## PROBLEM DETAILS
Quote every record below word for word, omitting the pictures.

## RECORDS FOR THIS TASK
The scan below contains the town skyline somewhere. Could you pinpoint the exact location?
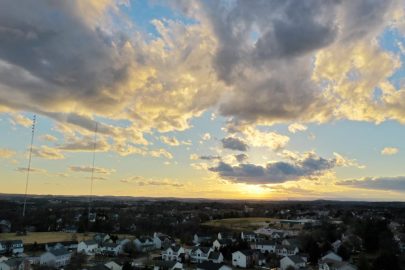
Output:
[0,0,405,201]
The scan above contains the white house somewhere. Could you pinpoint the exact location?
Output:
[104,261,122,270]
[250,240,277,253]
[217,232,235,241]
[321,251,343,262]
[162,245,185,262]
[193,233,212,245]
[318,260,357,270]
[77,240,98,255]
[208,251,224,263]
[276,245,300,257]
[189,247,213,263]
[331,240,342,252]
[280,255,307,270]
[153,232,174,249]
[0,258,31,270]
[153,261,183,270]
[212,239,232,250]
[39,248,71,268]
[232,249,259,268]
[99,243,123,256]
[196,262,232,270]
[240,232,257,242]
[134,237,156,252]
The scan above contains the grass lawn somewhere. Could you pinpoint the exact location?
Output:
[203,217,278,231]
[0,232,133,244]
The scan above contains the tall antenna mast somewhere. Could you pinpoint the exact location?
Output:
[88,122,98,219]
[22,114,37,217]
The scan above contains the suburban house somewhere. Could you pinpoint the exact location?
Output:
[0,219,11,233]
[212,238,232,250]
[217,232,235,241]
[134,237,156,252]
[104,261,122,270]
[153,232,174,249]
[153,261,183,270]
[318,260,357,270]
[100,243,122,256]
[276,245,299,256]
[232,249,259,268]
[193,233,212,245]
[77,240,98,255]
[93,233,110,245]
[280,255,307,270]
[208,251,224,263]
[190,247,213,263]
[240,232,257,242]
[321,251,343,262]
[39,248,71,268]
[162,245,185,262]
[0,240,24,254]
[0,258,31,270]
[45,241,77,251]
[331,240,342,252]
[196,261,232,270]
[250,240,277,253]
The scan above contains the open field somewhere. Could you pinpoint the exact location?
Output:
[203,217,278,231]
[0,232,133,244]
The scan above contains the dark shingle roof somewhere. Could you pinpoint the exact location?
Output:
[197,261,224,270]
[208,251,221,260]
[49,248,70,257]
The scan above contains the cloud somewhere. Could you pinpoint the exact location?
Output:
[69,166,115,174]
[235,154,248,162]
[209,153,336,184]
[201,132,211,141]
[0,148,16,158]
[160,136,180,146]
[149,148,173,159]
[288,123,308,133]
[10,113,32,127]
[40,134,58,142]
[337,176,405,192]
[200,156,221,160]
[381,147,399,156]
[32,145,65,160]
[16,167,48,173]
[160,136,192,146]
[221,137,249,151]
[226,125,290,151]
[121,176,184,188]
[177,0,405,124]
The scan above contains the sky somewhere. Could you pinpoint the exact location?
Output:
[0,0,405,201]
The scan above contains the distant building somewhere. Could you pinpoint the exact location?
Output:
[153,261,183,270]
[0,240,24,254]
[39,248,71,268]
[77,240,98,255]
[162,245,185,262]
[280,255,307,270]
[196,261,232,270]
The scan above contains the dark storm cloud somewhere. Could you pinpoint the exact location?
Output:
[209,155,336,184]
[221,137,249,151]
[174,0,395,122]
[0,0,130,113]
[337,176,405,192]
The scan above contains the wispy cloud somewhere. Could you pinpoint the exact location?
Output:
[381,147,399,156]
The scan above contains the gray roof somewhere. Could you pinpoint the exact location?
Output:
[208,251,221,260]
[49,248,70,257]
[288,255,305,264]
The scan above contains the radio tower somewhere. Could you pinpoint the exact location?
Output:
[87,122,98,219]
[22,114,37,217]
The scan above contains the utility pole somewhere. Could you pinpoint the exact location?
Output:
[22,114,37,217]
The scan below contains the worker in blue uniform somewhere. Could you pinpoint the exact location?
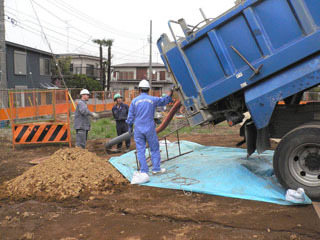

## FULL RESPONSE
The scan below contains the town skyline somewhere. Could you pinpoint the exact location?
Output:
[0,0,405,201]
The scan above contains the white house somewhere. Could you pinpoint the exact location?
Output:
[104,261,122,270]
[250,240,277,253]
[217,232,235,241]
[321,251,343,262]
[162,245,185,262]
[193,233,212,245]
[318,260,357,270]
[77,240,98,255]
[208,251,224,263]
[276,245,300,257]
[189,247,213,263]
[331,240,342,252]
[280,255,307,270]
[153,232,174,249]
[0,258,31,270]
[153,261,183,270]
[212,239,232,250]
[39,248,71,268]
[232,249,259,268]
[99,243,123,256]
[196,262,232,270]
[240,232,257,242]
[134,237,156,252]
The scan above contains the grass lawn somewhere. Could you pinpoint the exact location?
Output:
[203,217,278,231]
[0,232,133,244]
The scan above contains the tall antenna mast somewhere. Could you pinpoint the exact location?
Output:
[88,122,98,219]
[22,114,37,217]
The scan above contains the suburban house somewhere. Could you pinpoint the exact location?
Output:
[0,219,11,233]
[212,238,232,250]
[217,232,235,241]
[134,237,156,252]
[104,261,122,270]
[153,232,174,249]
[153,261,183,270]
[318,260,357,270]
[100,243,122,256]
[276,245,299,256]
[232,249,259,268]
[193,233,212,245]
[77,240,98,255]
[93,233,110,245]
[280,255,307,270]
[208,251,224,263]
[190,247,213,263]
[240,232,257,242]
[321,251,343,262]
[39,248,71,268]
[162,245,185,262]
[0,240,24,254]
[0,258,31,270]
[45,241,77,251]
[331,240,342,252]
[196,261,232,270]
[250,240,277,253]
The scan above contains the open field somewhere. Could you pinpoint the exact location?
Output:
[203,217,278,231]
[0,232,133,244]
The scan above contains the dark shingle roof somewhere. Could you pinpoint the exact location?
Output:
[197,261,224,270]
[208,251,221,260]
[49,248,70,257]
The scan above contains the cloud somewhere. Could you pinpoint the exact location?
Output:
[69,166,115,174]
[235,154,248,162]
[209,153,336,184]
[201,132,211,141]
[0,148,16,158]
[160,136,180,146]
[149,148,173,159]
[288,123,308,133]
[10,113,32,127]
[40,134,58,142]
[337,176,405,192]
[200,156,221,160]
[381,147,399,156]
[32,145,65,160]
[16,167,48,173]
[160,136,192,146]
[221,137,249,151]
[226,125,290,151]
[121,176,184,188]
[177,0,405,124]
The scan above contains the sky somewhere. Could you pinpoint the exact location?
Output:
[0,0,405,201]
The scan above contains the distant building somewhere. Could you pinpoint the exact location?
Output:
[153,261,183,270]
[0,240,24,254]
[39,248,71,268]
[77,240,98,255]
[162,245,185,262]
[280,255,307,270]
[196,261,232,270]
The scan above contains the dark storm cloud somewhere. Could you pinpoint the exact location?
Output:
[209,155,336,184]
[221,137,249,151]
[174,0,395,122]
[0,0,130,113]
[337,176,405,192]
The scan above contains the wispy cloud somewhere. Could you pinpoint the exact location?
Output:
[381,147,399,156]
The scan above contains the gray roof somewhere. Could you pinpoint the exact location?
Output:
[208,251,221,260]
[49,248,70,257]
[288,255,305,264]
The scan above contains the radio tower somewhere. Could you pinpoint the exact location?
Output:
[87,122,98,219]
[22,114,37,217]
The scan above contains the utility pole somewhere. Could you pinpoint the exact location?
Output:
[22,114,37,217]
The scan below contains the worker in blue uniform somewhere. Could you pinpoint the exact location?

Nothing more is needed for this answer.